• Entries shown:
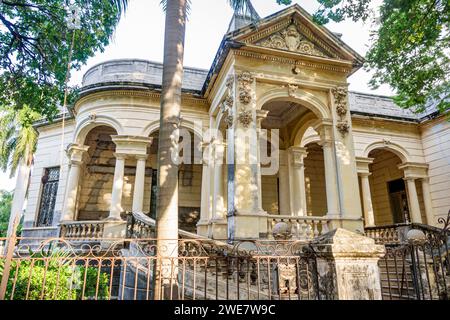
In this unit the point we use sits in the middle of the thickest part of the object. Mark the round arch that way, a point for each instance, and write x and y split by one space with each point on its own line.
87 124
300 96
393 147
300 130
154 126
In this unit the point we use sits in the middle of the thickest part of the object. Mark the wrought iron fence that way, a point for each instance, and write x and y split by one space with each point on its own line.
418 268
136 269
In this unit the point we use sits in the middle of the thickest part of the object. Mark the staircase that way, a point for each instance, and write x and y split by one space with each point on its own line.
396 279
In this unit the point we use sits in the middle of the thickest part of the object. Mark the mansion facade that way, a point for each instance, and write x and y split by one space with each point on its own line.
346 159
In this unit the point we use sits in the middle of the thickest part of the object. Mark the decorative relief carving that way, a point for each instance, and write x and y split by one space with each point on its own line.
292 89
229 101
229 120
245 118
290 39
340 101
245 80
230 82
245 97
343 127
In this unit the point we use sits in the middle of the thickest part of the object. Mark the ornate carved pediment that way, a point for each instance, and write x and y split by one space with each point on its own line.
290 39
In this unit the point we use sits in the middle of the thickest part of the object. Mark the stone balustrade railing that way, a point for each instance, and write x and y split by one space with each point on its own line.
302 228
385 234
82 229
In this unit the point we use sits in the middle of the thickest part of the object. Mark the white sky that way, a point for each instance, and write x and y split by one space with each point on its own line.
140 34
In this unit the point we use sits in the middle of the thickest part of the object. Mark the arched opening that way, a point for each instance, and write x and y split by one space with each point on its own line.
283 192
97 177
189 183
390 199
315 188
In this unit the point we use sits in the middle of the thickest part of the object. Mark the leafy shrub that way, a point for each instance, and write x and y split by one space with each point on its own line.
58 281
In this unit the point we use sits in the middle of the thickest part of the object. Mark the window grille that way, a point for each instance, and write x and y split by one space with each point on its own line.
49 181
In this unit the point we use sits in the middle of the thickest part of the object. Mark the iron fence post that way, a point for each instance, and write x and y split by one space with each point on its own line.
11 243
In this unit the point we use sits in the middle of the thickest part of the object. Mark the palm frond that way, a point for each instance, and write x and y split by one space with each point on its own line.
244 7
163 4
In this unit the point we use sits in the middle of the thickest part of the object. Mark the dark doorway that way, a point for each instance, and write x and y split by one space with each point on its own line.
398 201
154 194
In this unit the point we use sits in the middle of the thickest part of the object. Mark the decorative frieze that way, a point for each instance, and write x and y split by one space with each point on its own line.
292 89
245 118
245 80
340 102
290 39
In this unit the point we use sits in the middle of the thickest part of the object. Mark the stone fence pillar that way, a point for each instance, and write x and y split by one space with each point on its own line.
347 265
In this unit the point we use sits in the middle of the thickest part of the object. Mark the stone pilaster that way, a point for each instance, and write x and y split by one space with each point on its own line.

• Exercise directions:
Omit every picture, then reproduce the rest of the listing exactly.

• Task result:
In this unit the point we use sits in the middle of the thickest part of the object. Mark the round arch that way, a point for each instance, and write x and y split by one space with each point on its own line.
87 124
300 96
393 147
300 130
154 126
In this unit the point we use sits in the middle of the thickest part of the object. Mark the wrought iron fence that way, a point for each instance, and write x and y split by one space with each point on its own line.
418 268
136 269
In this unit the point we use sits in the middle of the thickest part of the object. Mark the staircase that way, a point for each instance, and write x and y split by one space with each point on its own line.
396 279
In this unit the point we use sits in the middle of the thickest part of the object. Mark the mansion facade that way, a point for each instance, and write x and y split by one space with each point on its own line.
346 159
In this unit the point we use sits in the middle of the thickest part of the object. Mark the decorative relief carving that way, a point for each instance, and write x and y split by one space with each point on its own line.
292 89
229 101
229 120
245 118
290 39
340 101
245 80
230 82
245 97
343 127
In this unit the point we use sits in the middle of the thickest part of the object. Mark the ornate carved pediment that way, a point for each instance, and write x and y split by one space with each point on its own line.
290 39
In this unit the point we use sits in the middle of the thickest part of the object. Mark the stone balustrade railing that way, a point for each instance, and write x and y split by one space with each point on its own line.
302 228
385 234
82 229
In this unit the point we use sits in the middle of the thickest part of the object. Mark the white sky that way, a point for each instance, and write x and y split by one space with each point on its own line.
140 34
In this unit the point we use sits in the middle of the thickest part of the object. Mark the arched opening that way, a point for each instance, and write x and y split by one space with each point on its own line.
283 192
97 177
189 183
390 199
315 188
In this unit the point we use sits in the middle of the thickest part of the object. Mark the leafy shrub that way, a point for each instance, and write x and y split by one space with each point on its own line.
58 281
In this unit the point we use sits in the middle of the thickest part of the object. Mark the window grille that way, a point for each instance, and write x and y split by one space with each point on its own line.
49 181
In this unit the point we use sits in the middle of the thickest part of the object. Mark the iron fence post that way, a point for each instance, and write x and y split by one space with each point on its own line.
11 243
In this unit the point we use sits in the middle of the thickest part of the object. Mark the palm frond that way, a point for each instance, and write x and y split by one space with each point on its own line.
244 7
163 4
In this unit the point we use sits in the middle of the thickest part of the object. Mark the dark doorway that way, a point for each instance, and write x and y split by one space with each point on its own line.
398 201
154 194
In this unit the point we use sits in the middle of the thickest part of the object. Mark the decorative frieze that way, a point for each instance, and write x and y split by one space with each point on its own line.
292 89
245 118
245 80
340 102
290 39
In this unit the point we use sits in the middle of the thickest part of the object. Mark the stone fence pillar that way, a point for each instance, and write x and y split by one space with each point on its own line.
347 265
In this unit the point we use sits in the middle of the thickest part of the object. Mark the stone pilaster that way, a point for each instance, and write x and y split by one space with each point on its own line.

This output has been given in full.